**What needs to be done**
All of the material below is to be retyped exactly.

─── Input material ───

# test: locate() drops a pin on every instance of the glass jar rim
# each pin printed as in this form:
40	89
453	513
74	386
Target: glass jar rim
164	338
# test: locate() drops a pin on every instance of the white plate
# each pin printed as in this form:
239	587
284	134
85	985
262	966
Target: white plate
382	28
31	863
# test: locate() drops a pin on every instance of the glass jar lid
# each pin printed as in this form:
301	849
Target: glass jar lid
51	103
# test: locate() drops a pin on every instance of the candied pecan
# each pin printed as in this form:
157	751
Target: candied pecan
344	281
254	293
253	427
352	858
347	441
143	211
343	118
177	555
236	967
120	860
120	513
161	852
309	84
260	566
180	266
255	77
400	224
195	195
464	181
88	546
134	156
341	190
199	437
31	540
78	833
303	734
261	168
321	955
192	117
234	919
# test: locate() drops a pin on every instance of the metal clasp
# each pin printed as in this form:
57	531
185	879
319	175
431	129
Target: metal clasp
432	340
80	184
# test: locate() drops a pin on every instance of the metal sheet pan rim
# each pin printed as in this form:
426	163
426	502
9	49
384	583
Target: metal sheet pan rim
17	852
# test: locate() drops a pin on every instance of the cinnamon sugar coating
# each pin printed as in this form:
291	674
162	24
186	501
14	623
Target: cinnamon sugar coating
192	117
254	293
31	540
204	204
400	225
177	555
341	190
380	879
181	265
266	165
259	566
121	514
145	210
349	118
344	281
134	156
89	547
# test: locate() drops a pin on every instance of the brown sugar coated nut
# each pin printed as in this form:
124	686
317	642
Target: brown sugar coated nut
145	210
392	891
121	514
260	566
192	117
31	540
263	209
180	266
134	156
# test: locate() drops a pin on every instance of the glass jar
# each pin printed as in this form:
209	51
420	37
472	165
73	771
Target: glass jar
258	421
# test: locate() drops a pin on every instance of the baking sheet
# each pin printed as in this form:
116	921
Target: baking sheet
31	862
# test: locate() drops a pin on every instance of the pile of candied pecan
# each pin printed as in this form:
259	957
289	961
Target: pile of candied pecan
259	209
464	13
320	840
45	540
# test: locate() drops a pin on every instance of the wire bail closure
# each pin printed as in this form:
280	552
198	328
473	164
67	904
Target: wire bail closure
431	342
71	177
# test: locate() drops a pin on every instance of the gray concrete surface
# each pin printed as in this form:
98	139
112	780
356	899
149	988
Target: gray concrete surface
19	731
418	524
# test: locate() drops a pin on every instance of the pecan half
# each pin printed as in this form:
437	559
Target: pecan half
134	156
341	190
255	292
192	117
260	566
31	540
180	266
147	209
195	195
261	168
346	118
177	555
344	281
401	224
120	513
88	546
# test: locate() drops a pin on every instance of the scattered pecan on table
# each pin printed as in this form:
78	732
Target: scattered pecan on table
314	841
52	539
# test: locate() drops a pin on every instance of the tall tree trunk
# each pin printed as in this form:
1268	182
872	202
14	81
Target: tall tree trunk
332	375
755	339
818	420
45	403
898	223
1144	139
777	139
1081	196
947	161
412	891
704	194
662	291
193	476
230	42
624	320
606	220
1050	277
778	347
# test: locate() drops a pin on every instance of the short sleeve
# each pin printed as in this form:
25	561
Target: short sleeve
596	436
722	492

───

**Right answer**
# test: locate() drops a pin on every instance of the glass jar rim
# each pin printed as in this form:
40	89
453	513
74	386
Target: glass jar rim
164	338
# test: locate() drops a pin on every instance of the white plate
# each pin printed as in this form:
239	587
284	134
85	985
262	966
Target: white plate
382	28
31	863
# test: locate() drops a pin on every instance of the glass jar lid
# each pin printed as in this form:
301	849
Target: glass jar lid
51	103
# test: locate() drops a pin on every instance of the candied pecan
# each pin printed as in this form:
157	751
Target: candied pecan
344	281
254	293
253	427
352	858
347	441
143	211
343	118
177	555
236	967
120	860
120	513
161	852
309	84
260	566
180	266
255	77
400	224
195	195
464	181
88	546
134	156
341	190
199	437
31	540
78	833
303	734
261	168
321	955
192	117
234	919
# test: locate() drops a pin on every instance of the metal clasp
# each pin printed as in this form:
57	531
185	879
319	175
431	129
Target: metal clasp
432	340
80	184
# test: locate() drops a pin on every instance of the metal sheet pan rim
# each pin printed as in this form:
426	163
426	502
9	49
384	583
Target: metal sheet pan rim
17	852
# test: locate() drops a pin on every instance of the cinnamon sugar coating
# each pin printed as in this form:
291	674
162	24
186	501
14	623
Target: cinnamon sugar coating
192	117
254	293
31	540
204	204
400	225
177	555
341	190
380	879
181	265
266	165
259	566
121	514
145	210
349	118
344	281
134	156
89	547
# test: locate() drops a pin on every instance of the brown sugar coated nut
# each pin printed as in this form:
124	686
317	642
Target: brown sugar coated nut
145	210
392	891
121	514
260	566
192	117
31	540
263	209
180	266
134	156
# test: locate() drops a pin on every instance of the glass jar
# each pin printed as in this form:
209	51
420	37
472	165
73	771
Target: glass jar
258	421
# test: locate() drops a pin on every instance of the baking sheet
# each pin printed as in this form:
116	921
Target: baking sheet
31	862
# test: locate() drops a pin on every instance of the pile of candied pecan
# each pin printed as in this form:
259	957
289	961
Target: pile of candied pecan
259	209
464	13
320	840
45	540
# test: locate() drops a pin on every instance of the wire bail closure
# each pin printed as in this form:
280	552
198	328
473	164
67	904
Target: wire bail closure
431	342
71	177
# test: locate() drops a pin on every instance of the gray concrete surface
# each pin printed as in this form:
98	139
112	780
356	899
149	988
Target: gray concrete surface
19	731
418	524
# test: locate() drops a pin on every instance of the pecan half
# each pin printed as in this form:
437	559
Target: pecan half
134	156
341	190
255	292
192	117
260	566
31	540
180	266
147	209
195	195
261	168
346	118
177	555
344	281
401	224
120	513
88	546
# test: locate() drops a pin on every instance of the scattered pecan on table
# each pin printed as in this form:
78	732
Target: scattered pecan on table
314	841
52	539
# test: locate() drops a pin on every instance of the tall tree trunk
# each pin printed as in this form:
1268	182
872	202
14	81
Target: tall tree trunk
332	375
755	339
818	420
45	403
898	223
1144	139
777	139
1081	196
947	161
412	891
704	194
662	291
193	476
230	42
624	320
606	220
1050	277
778	347
# test: locate() drops a pin on every instance of the short sleeve
# each pin printed as in this form:
25	561
Target: short sleeve
596	436
722	492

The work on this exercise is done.